▶ **PROVIDED PASSAGE**:
The Monaco Yacht Show, METS, the Cannes Yachting Festival, EBACE and NBAA have all been cancelled this year. Despite the speculation and, at times, controversy that has surrounded these decisions, the prevailing sense is that the organizers had no real choice but to pull the plug. At the time of writing, the Fort Lauderdale International Boat Show (FLIBS) is due to go ahead on 28th October to 1st November, with the show`s website stating that “Social distancing of 6 ft will be maintained at all times” with exhibitors required to practice “increased sanitation throughout the day with deep cleaning and disinfection”.
The wisdom of going ahead with a large-scale event in the midst of a pandemic is one thing. However, with the virtual world stepping up to fill the voids created by COVID-19, many are questioning the future for the plethora of yacht shows, air shows, conferences and other events that make demands on our marketing budgets and travel schedules year-round.
Will the pandemic do irreparable damage to industry shows and events, forcing some to scale back or even vanish completely? Or does the impact of COVID serve to highlight underlying problems that may already existed, with even the most popular shows?

▶ **REQUIREMENT**:
In the passage on cancelled industry shows, what dates are given for the Fort Lauderdale International Boat Show?

[Region descriptions in natural language]
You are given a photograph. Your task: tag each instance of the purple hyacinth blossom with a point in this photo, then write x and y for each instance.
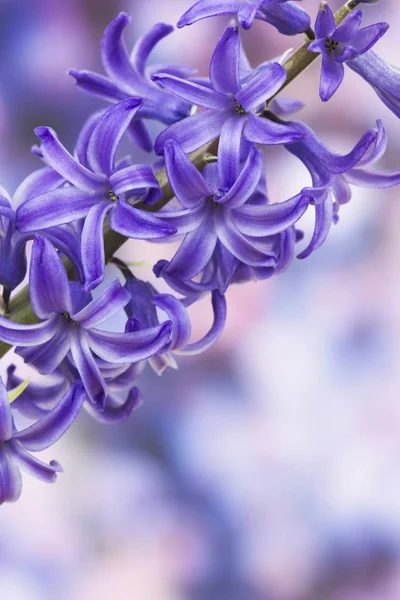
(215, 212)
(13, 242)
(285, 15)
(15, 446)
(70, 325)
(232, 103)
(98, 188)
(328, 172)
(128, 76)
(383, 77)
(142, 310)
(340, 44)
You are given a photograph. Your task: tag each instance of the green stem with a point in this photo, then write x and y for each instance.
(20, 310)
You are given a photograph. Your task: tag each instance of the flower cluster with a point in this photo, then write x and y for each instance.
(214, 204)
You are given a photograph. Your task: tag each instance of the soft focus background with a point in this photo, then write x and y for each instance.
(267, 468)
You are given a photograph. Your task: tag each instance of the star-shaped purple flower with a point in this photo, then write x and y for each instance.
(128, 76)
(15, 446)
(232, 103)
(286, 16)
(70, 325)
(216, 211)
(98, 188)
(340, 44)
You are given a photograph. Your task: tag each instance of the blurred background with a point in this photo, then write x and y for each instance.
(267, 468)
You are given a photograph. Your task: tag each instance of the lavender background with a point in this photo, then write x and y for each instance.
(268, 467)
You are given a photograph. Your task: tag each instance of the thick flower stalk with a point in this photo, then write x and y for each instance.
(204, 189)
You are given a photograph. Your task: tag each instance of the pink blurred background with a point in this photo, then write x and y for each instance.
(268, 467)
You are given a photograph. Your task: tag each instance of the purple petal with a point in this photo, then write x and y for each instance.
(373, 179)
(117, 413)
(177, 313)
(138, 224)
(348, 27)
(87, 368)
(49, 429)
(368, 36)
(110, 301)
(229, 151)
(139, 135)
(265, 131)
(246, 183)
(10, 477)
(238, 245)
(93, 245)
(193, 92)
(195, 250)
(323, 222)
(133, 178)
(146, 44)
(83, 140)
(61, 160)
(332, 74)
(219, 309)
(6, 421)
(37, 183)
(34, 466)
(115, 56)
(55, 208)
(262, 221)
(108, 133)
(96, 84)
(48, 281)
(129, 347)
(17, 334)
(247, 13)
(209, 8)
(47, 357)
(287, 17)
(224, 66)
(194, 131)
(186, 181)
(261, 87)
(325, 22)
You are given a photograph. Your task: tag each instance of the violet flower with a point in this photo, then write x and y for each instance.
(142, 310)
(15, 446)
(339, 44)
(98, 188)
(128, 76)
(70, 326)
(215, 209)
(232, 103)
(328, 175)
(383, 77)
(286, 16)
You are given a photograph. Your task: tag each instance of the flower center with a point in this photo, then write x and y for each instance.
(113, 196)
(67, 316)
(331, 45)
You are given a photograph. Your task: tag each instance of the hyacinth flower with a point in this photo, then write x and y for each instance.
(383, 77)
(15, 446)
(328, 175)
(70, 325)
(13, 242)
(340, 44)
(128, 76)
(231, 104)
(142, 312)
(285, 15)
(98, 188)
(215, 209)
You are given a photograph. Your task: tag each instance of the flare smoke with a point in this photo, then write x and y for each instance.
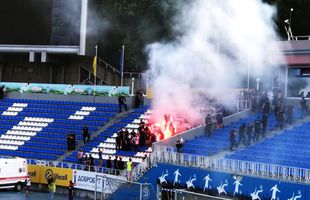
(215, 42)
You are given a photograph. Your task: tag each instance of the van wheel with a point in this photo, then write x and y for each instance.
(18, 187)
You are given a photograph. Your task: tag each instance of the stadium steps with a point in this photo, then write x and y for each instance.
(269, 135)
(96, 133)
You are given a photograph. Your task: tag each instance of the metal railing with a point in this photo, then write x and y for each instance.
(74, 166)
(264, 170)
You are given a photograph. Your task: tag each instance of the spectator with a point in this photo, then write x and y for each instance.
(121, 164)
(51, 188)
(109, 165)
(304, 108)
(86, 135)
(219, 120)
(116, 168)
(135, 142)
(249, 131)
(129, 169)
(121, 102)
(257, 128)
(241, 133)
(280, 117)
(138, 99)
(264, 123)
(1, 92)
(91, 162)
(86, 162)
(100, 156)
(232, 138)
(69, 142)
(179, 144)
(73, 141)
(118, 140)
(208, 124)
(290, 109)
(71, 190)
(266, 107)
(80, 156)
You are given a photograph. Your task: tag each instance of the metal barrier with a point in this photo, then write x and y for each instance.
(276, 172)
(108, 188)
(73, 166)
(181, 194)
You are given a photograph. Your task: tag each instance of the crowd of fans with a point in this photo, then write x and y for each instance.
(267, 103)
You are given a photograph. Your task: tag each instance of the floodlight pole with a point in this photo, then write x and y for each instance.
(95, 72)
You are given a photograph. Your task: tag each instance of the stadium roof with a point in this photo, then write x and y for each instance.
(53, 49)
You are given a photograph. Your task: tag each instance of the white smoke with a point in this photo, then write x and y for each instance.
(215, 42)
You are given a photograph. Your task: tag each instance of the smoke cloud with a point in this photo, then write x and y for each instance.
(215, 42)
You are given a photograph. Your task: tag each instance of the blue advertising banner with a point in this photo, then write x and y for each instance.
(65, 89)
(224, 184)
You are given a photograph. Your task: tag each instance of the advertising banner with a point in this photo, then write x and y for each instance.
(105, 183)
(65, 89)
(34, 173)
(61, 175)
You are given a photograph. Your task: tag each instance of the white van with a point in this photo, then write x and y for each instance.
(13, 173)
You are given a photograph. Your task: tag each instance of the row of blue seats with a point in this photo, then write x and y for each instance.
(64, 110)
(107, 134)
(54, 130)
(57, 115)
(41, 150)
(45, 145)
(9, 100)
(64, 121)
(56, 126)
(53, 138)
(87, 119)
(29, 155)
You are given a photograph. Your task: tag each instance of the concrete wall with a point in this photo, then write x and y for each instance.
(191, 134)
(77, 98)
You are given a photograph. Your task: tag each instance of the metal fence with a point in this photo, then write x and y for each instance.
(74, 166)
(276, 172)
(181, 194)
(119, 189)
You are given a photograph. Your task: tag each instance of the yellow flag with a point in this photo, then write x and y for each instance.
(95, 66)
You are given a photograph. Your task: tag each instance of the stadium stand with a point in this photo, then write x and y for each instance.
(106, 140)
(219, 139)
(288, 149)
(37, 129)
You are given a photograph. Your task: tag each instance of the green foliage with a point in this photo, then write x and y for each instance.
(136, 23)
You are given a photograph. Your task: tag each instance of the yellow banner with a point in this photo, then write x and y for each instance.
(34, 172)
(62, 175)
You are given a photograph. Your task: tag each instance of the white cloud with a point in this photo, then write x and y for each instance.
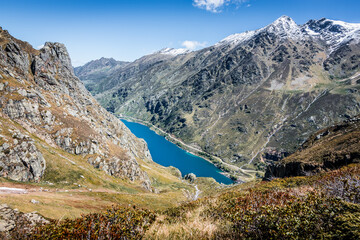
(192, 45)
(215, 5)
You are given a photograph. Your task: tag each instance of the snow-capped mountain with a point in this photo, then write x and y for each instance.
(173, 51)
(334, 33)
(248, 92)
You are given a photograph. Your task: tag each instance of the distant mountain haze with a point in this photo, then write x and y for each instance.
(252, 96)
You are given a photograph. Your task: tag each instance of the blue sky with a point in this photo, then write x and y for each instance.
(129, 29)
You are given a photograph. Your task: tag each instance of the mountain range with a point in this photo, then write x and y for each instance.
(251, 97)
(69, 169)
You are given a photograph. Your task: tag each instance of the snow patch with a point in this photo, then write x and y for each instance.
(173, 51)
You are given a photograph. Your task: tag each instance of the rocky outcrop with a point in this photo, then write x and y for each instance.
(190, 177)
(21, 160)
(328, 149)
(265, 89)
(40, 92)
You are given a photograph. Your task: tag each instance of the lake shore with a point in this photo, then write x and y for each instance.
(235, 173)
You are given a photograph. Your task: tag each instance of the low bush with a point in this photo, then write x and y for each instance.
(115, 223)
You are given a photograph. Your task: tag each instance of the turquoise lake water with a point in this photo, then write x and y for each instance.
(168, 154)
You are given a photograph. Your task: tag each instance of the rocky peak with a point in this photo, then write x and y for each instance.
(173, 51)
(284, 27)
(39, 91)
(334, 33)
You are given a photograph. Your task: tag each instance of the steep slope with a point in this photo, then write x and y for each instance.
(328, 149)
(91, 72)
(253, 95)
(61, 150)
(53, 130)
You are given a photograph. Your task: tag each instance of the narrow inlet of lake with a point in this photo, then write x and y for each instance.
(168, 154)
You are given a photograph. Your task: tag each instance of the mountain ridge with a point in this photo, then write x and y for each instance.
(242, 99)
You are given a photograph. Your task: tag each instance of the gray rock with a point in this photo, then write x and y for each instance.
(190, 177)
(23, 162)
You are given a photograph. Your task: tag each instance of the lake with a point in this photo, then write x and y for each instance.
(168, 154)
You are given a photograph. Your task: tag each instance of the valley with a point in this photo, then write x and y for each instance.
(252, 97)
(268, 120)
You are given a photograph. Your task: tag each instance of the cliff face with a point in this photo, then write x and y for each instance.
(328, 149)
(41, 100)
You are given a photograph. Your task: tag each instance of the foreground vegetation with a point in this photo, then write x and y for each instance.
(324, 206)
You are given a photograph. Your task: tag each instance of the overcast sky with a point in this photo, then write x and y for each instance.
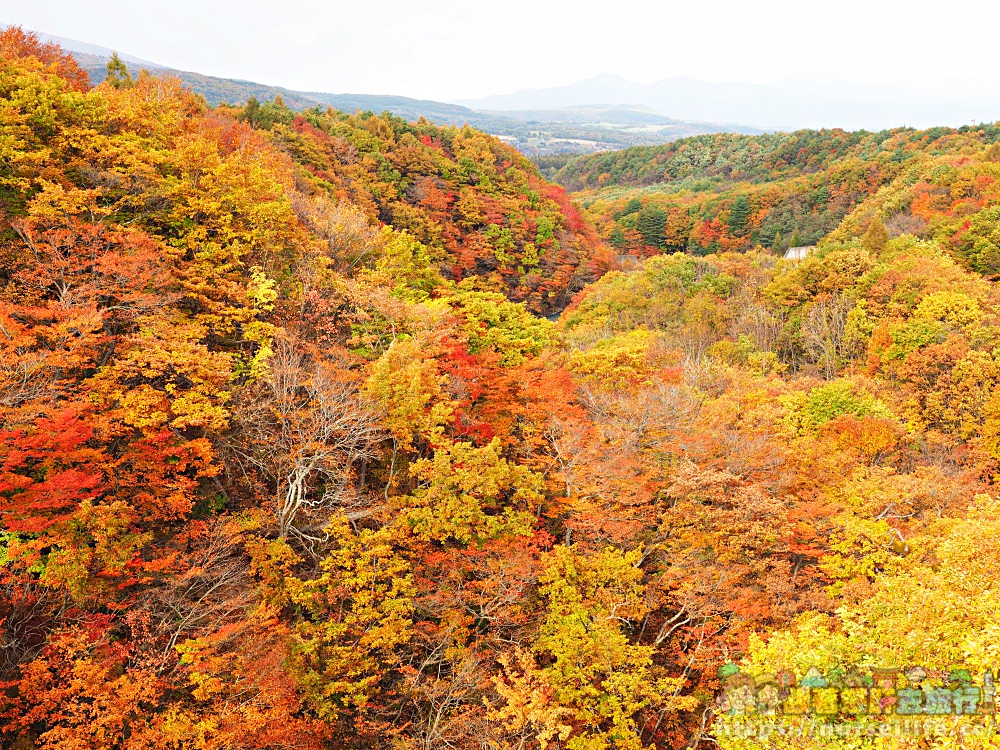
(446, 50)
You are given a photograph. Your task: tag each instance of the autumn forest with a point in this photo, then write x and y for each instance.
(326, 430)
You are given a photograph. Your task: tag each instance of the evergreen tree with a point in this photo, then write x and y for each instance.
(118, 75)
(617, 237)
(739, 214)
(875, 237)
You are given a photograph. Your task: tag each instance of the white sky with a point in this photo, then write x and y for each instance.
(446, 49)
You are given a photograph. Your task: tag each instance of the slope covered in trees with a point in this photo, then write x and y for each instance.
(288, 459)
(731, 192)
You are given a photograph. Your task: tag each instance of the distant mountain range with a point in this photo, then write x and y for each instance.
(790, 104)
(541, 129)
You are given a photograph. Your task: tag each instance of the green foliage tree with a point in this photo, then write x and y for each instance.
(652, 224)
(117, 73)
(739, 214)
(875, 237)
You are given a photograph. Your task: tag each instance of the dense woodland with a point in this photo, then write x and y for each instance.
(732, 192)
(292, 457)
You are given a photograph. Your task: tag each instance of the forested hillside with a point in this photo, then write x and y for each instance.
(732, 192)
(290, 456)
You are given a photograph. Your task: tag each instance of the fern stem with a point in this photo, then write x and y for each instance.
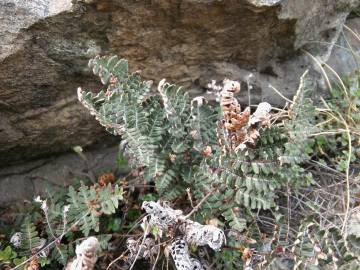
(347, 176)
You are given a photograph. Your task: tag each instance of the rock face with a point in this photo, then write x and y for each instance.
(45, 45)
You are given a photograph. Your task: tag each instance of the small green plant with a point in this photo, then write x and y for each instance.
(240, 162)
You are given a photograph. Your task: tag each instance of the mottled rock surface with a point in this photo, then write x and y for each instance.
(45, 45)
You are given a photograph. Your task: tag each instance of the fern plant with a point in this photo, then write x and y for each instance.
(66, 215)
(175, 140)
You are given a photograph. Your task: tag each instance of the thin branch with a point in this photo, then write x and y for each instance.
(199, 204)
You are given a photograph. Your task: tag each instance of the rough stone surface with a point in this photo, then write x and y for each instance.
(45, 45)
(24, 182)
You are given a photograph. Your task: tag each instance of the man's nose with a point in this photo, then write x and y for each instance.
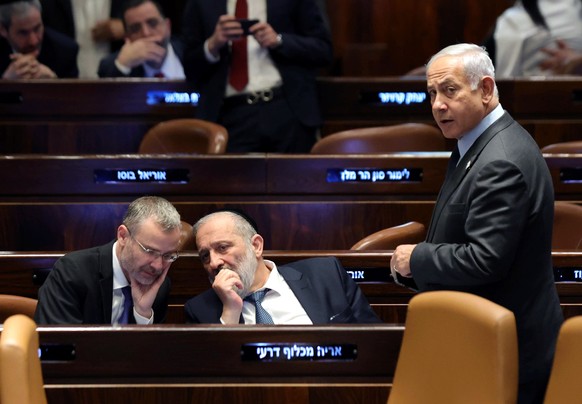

▶ **ANSWER SECTION**:
28th October to 1st November